### GIVEN PASSAGE

Converting Metric Units
To convert from one metric unit to another metric unit:
- Determine the location of the original number on the metric scale (pictured in each of the following examples).
- Multiply or divide the original number by 10 raised to the same number of places as is necessary to move to the metric unit you wish to go to. (If changing from a larger to a smaller unit, multiply by 10. If changing from a smaller to a larger unit, divide by 10)
We can also convert from one metric unit to another using unit fractions. Both methods are shown in the following example.
Example 1
Convert 3 kilograms to grams.
Solution
a. 3 kg can be written as 3.0 kg. Then,
Since we are moving from a larger unit to a smaller unit. Multiply the original number by 10 three times.
\(3 \times 10^3=3000\) grams
Thus, \(\text{3 kg = 3,000 g}\).
b. We can also use unit fractions to make this conversion.
Since we are converting to grams, and \(\text{1,000 g = 1 kg}\). we choose the unit fraction \(\dfrac{\text{1,000 g}}{\text{1 kg}}\) since grams is in the numerator.
\(\begin{array} {rcl} {\text{3 kg}} & = & {\text{3 kg} \cdot \dfrac{\text{1,000 g}}{\text{1 kg}}} \\ {} & = & {3 \cancel{\text{ kg}} \cdot \dfrac{\text{1,000 g}}{1 \cancel{\text{ kg}}}} \\ {} & = & {3 \cdot 1,000 \text{ g}} \\ {} & = & {3,000 \text{ g}} \end{array}\)
Example 2
Convert 67.2 hectoliters to milliliters.
Solution
Since we are moving from a larger unit to a smaller unit. Multiply the original number by 10 five times.
\(67.2 \times 10^5=6,720,000\) milliliters
Thus, \(\text{67.2 hL = 6,720,000 mL}\).
Example 3
Convert 100.07 centimeters to meters.

### INFORMATION SUPPLIED
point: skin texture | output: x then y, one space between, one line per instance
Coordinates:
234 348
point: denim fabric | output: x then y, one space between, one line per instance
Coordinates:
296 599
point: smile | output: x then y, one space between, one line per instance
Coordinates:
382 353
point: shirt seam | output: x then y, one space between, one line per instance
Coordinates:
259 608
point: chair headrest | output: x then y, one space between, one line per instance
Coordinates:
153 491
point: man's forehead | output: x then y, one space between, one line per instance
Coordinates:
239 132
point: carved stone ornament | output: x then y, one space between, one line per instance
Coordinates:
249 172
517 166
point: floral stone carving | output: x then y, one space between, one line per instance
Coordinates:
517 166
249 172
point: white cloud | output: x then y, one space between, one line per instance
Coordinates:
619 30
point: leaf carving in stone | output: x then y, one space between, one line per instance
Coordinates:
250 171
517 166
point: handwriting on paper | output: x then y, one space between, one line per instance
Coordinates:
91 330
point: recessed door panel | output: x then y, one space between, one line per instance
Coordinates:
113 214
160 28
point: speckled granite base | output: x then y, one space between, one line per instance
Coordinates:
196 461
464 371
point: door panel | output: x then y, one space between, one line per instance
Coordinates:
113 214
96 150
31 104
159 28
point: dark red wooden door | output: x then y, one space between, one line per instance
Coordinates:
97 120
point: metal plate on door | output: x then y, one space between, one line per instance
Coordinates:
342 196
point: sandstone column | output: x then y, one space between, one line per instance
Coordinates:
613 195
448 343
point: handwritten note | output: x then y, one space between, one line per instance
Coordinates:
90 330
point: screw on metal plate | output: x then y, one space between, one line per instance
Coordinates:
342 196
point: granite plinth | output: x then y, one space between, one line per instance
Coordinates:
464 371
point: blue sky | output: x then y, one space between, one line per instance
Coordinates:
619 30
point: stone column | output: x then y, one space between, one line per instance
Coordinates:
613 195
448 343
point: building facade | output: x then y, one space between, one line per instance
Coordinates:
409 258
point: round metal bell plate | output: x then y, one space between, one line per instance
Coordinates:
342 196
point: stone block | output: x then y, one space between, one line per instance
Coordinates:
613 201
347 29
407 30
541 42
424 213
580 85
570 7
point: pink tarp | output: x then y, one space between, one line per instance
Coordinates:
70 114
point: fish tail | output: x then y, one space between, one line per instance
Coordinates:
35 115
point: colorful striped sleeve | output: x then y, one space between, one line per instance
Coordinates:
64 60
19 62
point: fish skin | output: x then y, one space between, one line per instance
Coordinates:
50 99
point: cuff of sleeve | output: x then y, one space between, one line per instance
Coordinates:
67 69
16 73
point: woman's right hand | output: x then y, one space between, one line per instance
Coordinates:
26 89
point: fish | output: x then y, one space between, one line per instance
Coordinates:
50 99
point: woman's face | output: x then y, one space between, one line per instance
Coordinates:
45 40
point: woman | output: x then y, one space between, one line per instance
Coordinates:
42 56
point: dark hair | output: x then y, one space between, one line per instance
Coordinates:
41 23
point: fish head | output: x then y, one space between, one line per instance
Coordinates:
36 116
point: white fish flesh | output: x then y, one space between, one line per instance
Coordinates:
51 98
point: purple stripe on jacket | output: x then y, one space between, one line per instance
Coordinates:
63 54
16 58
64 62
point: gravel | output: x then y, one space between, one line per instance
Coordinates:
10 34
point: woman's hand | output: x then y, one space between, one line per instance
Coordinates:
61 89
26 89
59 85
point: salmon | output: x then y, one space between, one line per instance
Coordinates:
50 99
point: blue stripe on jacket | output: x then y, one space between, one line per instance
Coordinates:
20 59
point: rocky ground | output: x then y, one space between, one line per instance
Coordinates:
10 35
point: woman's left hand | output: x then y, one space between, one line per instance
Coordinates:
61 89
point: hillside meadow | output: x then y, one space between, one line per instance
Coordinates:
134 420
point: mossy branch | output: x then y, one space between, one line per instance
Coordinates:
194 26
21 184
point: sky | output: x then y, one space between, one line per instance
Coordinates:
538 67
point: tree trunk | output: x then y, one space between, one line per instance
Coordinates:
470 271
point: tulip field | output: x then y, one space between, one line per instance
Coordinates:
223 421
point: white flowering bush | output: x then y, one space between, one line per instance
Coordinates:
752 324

### SET OF TASKS
1) According to the passage on converting metric units, what should you do to the original number when changing from a smaller unit to a larger one?
2) Please repeat the passage on converting metric units from "We can also convert" to "10 three times.", keeping every word unchanged.

### TASK-BY-TASK RESULTS
1) Divide it by 10.

2)
We can also convert from one metric unit to another using unit fractions. Both methods are shown in the following example.
Example 1
Convert 3 kilograms to grams.
Solution
a. 3 kg can be written as 3.0 kg. Then,
Since we are moving from a larger unit to a smaller unit. Multiply the original number by 10 three times.